TESTO IN ESAME:
━━━━
Capuçon e Lugansky giungono sul palco con falcate sicure, insieme, non uno prima dell’altro, in sintonia sin dai loro passi per raggiungere i propri sgabelli, e dopo aver il primo imbracciato il violoncello ed il secondo posato le sue mani sul pianoforte ed essersi scambiati uno sguardo di profonda intesa, dando così la sensazione che all’unisono abbiano pensato: “generiamo bellezza in questa fredda giornata invernale”, danno il via ad un’esecuzione dai ritmi diversamente strabilianti.

La scelta del repertorio interpretato nell’ambito della musica da camera “per violoncello e pianoforte” è senza dubbio accurato e rivolto ad una platea dall’orecchio musicale attento e vieppiù esperto.
La “Sonata n.1 in re minore” di Claude Debussy, nota per il primo titolo che lo stesso musicista le assegnò, “Pierrot irritato con la luna”, poi abbandonato dallo stesso e mutato in una suggestiva indicazione in calce allo spartito (“che il pianista non dimentichi mai che non deve combattere contro il violoncello ma accompagnarlo”), ci riporta ad atmosfere notturne, non sempre malinconiche in cui, in effetti, i virtuosismi dell’affascinante Capuçon prevalgono su quelli del pur magistrale pianista.

L’impressione di ritorno è che i due maestri dialoghino musicalmente con modalità incessanti, anche quando sollevano le mani dai rispettivi strumenti per immergersi emotivamente nella composizione successiva. Chiudono gli occhi e nel silenzio dell’attenta platea in trepidante attesa, quasi trattengono il respiro per poi espirare con impeto dando luogo alla nuova performance, di sapore quasi spagnoleggiante, in cui ci è facile immaginare un’atmosfera frizzante, resa leggera dal gioco che Capuçon ingaggia con il suo impalpabile archetto allorquando con maestria pizzica le corde del suo violoncello che mai abbandona, neanche tra il primo ed il secondo tempo.
━━━━
DATI FORNITI:
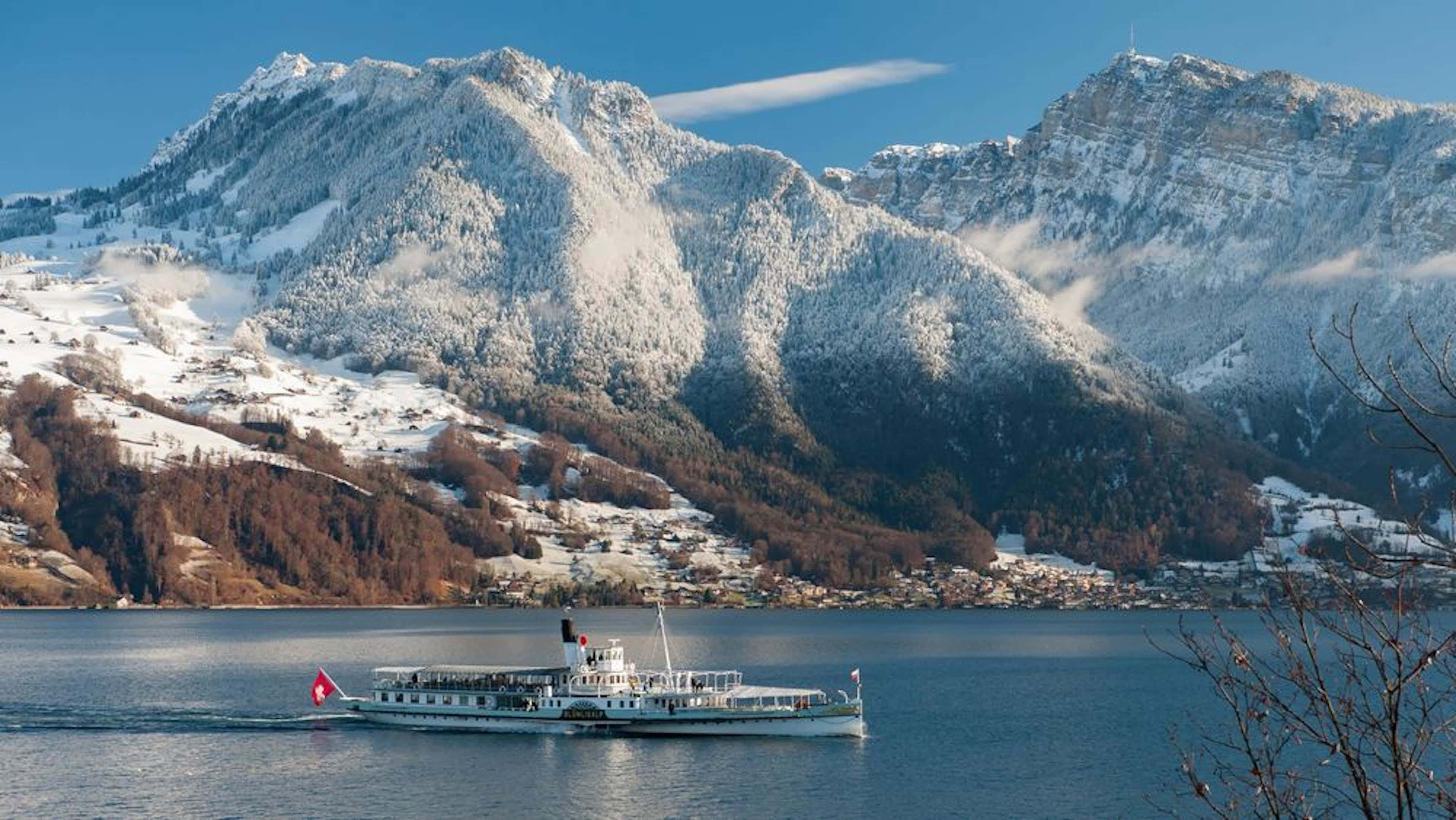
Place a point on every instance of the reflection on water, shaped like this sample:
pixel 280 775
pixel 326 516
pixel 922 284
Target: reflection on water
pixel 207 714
━━━━
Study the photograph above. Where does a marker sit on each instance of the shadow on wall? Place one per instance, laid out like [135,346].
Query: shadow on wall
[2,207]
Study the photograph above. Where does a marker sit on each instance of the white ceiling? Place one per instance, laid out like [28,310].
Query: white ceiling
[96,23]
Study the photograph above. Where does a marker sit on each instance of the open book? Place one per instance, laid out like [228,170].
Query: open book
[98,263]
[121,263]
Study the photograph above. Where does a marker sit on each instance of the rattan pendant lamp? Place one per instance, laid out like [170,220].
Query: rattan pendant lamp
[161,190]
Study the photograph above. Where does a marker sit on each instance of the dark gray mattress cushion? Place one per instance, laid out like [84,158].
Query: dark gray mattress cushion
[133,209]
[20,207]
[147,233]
━━━━
CONSEGNE:
a) Quali nomi di persona compaiono nel testo in esame? Elencali tutti.
b) Rispondi brevemente a queste domande sul testo in esame:
(i) Quale fu il primo titolo che Debussy assegnò alla "Sonata n.1 in re minore"?
(ii) A quale platea è rivolta la scelta del repertorio?
(iii) Che cosa fa Capuçon con le corde del suo violoncello nella nuova performance?
c) Ricopia dal testo in esame la parte che si apre con le parole contenenti "Capuçon e Lugansky" e si chiude con "ritmi diversamente strabilianti.".
Gli elementi non hanno alcun legame con il testo in esame.

RISPOSTE IN ORDINE:
a) Capuçon, Lugansky, Claude Debussy

b)
(i) "Pierrot irritato con la luna".
(ii) A una platea dall'orecchio musicale attento e vieppiù esperto.
(iii) Le pizzica con maestria.

c)
Capuçon e Lugansky giungono sul palco con falcate sicure, insieme, non uno prima dell’altro, in sintonia sin dai loro passi per raggiungere i propri sgabelli, e dopo aver il primo imbracciato il violoncello ed il secondo posato le sue mani sul pianoforte ed essersi scambiati uno sguardo di profonda intesa, dando così la sensazione che all’unisono abbiano pensato: “generiamo bellezza in questa fredda giornata invernale”, danno il via ad un’esecuzione dai ritmi diversamente strabilianti.